*Given request*.
Copy these records out verbatim, every line in the same order.

Shape annotation records
**********

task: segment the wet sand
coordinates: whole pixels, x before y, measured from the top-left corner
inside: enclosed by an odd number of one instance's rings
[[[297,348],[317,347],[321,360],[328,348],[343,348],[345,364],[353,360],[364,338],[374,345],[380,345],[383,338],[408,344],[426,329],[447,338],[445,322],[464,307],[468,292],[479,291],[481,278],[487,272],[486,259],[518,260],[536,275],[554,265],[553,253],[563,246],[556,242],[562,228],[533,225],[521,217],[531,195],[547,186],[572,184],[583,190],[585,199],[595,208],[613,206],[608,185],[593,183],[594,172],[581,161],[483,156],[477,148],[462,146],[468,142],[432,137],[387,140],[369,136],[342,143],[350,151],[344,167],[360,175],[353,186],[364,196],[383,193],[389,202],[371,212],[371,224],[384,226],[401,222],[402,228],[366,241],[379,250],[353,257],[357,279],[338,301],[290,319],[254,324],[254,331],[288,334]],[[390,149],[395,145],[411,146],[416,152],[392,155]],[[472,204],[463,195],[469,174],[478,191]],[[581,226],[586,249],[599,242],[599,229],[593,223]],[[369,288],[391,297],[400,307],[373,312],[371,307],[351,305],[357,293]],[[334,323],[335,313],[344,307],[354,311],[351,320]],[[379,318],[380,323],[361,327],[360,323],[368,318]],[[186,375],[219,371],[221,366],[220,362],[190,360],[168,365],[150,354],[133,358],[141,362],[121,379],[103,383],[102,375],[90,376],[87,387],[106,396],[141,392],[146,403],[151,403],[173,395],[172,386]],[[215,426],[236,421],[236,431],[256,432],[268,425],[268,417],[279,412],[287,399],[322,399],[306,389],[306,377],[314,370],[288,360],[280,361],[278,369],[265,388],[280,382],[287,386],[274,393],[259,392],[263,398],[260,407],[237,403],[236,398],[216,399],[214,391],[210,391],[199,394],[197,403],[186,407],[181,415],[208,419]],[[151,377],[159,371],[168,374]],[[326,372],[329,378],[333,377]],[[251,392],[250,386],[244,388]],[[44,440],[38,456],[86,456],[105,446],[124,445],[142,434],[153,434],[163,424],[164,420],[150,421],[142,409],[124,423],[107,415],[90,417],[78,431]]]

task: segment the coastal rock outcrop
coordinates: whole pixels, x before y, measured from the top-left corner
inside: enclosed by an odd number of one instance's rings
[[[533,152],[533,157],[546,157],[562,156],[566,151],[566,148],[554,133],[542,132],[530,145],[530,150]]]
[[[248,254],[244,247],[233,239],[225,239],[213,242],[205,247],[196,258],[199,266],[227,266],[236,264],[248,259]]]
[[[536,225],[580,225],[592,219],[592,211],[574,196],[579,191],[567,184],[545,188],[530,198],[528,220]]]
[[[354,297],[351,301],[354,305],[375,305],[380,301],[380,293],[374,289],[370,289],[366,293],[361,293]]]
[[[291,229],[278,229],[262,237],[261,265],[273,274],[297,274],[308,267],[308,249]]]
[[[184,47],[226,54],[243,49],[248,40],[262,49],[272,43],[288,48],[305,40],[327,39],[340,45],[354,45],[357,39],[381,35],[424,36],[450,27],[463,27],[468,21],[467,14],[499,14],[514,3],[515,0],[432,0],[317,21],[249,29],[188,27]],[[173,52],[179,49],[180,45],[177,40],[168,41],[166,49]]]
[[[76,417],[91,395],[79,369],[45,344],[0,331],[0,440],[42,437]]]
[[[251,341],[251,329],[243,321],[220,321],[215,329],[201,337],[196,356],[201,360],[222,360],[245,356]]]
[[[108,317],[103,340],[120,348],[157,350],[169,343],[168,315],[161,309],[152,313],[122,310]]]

**********

*Result of this task*.
task: segment the wet sand
coordinates: whole pixels, x before y, measured from the top-left corner
inside: enclosed by an odd number of one instance's rings
[[[297,348],[317,347],[321,360],[328,348],[343,348],[345,364],[353,360],[364,338],[374,345],[380,345],[383,338],[408,344],[426,329],[447,338],[445,322],[464,307],[468,292],[479,291],[481,278],[487,272],[486,259],[518,260],[536,275],[554,265],[553,253],[563,246],[556,242],[562,228],[533,225],[521,217],[531,195],[547,186],[572,184],[583,190],[585,199],[595,208],[613,206],[608,185],[593,183],[594,172],[581,161],[483,156],[477,148],[462,146],[468,142],[432,137],[387,140],[369,136],[342,143],[350,151],[344,167],[360,175],[353,186],[364,196],[383,193],[389,202],[371,212],[371,224],[384,226],[401,222],[402,228],[366,241],[379,250],[353,257],[357,279],[338,301],[290,319],[254,324],[254,331],[288,334]],[[390,149],[395,145],[411,146],[416,152],[392,155]],[[472,204],[463,195],[469,174],[478,191]],[[581,226],[586,249],[599,242],[599,229],[593,223]],[[369,288],[391,297],[400,307],[373,312],[371,307],[351,305],[357,293]],[[334,323],[335,313],[344,307],[354,311],[351,320]],[[379,318],[380,323],[361,327],[360,323],[368,318]],[[186,375],[219,371],[221,366],[220,362],[190,360],[168,365],[150,354],[133,358],[141,362],[121,379],[103,383],[102,375],[90,376],[87,387],[106,396],[141,392],[146,403],[151,403],[173,395],[172,386]],[[215,426],[236,421],[236,431],[256,432],[268,425],[268,417],[279,412],[287,399],[322,399],[306,389],[306,377],[314,370],[288,360],[280,361],[278,369],[265,388],[280,382],[287,386],[274,393],[259,392],[263,398],[260,407],[237,403],[236,398],[216,399],[214,391],[210,391],[199,394],[197,403],[186,407],[181,415],[208,419]],[[151,377],[159,371],[168,374]],[[326,372],[329,378],[333,377]],[[251,392],[250,386],[244,388]],[[44,440],[38,456],[86,456],[105,446],[124,445],[142,434],[153,434],[163,424],[164,420],[150,421],[142,409],[124,423],[107,415],[90,417],[78,431]]]

task: segment the coastal rock outcrop
coordinates: whole pixels, x before y, measured from the top-left corner
inside: enclosed by an odd number of one instance's rings
[[[533,152],[533,157],[546,157],[562,156],[566,151],[566,148],[554,133],[542,132],[530,145],[530,150]]]
[[[248,254],[244,247],[233,239],[225,239],[213,242],[205,247],[196,258],[199,266],[227,266],[236,264],[248,259]]]
[[[536,225],[580,225],[592,219],[592,211],[574,196],[579,191],[567,184],[545,188],[530,198],[528,220]]]
[[[354,297],[351,301],[354,305],[375,305],[380,301],[380,293],[374,289],[370,289],[366,293],[361,293]]]
[[[291,229],[278,229],[262,237],[261,265],[273,274],[297,274],[308,267],[308,249]]]
[[[184,47],[226,54],[243,49],[248,40],[262,49],[272,43],[288,48],[305,40],[327,39],[340,45],[354,45],[357,39],[381,35],[424,36],[450,27],[463,27],[468,21],[467,14],[499,14],[514,3],[515,0],[432,0],[317,21],[249,29],[188,27]],[[173,52],[179,49],[180,45],[177,40],[168,41],[166,49]]]
[[[76,417],[91,395],[79,369],[45,344],[0,331],[0,440],[42,437]]]
[[[251,341],[251,329],[243,321],[220,321],[215,329],[201,337],[196,356],[201,360],[222,360],[245,356]]]
[[[108,317],[103,340],[120,348],[157,350],[169,343],[168,315],[161,309],[152,313],[122,310]]]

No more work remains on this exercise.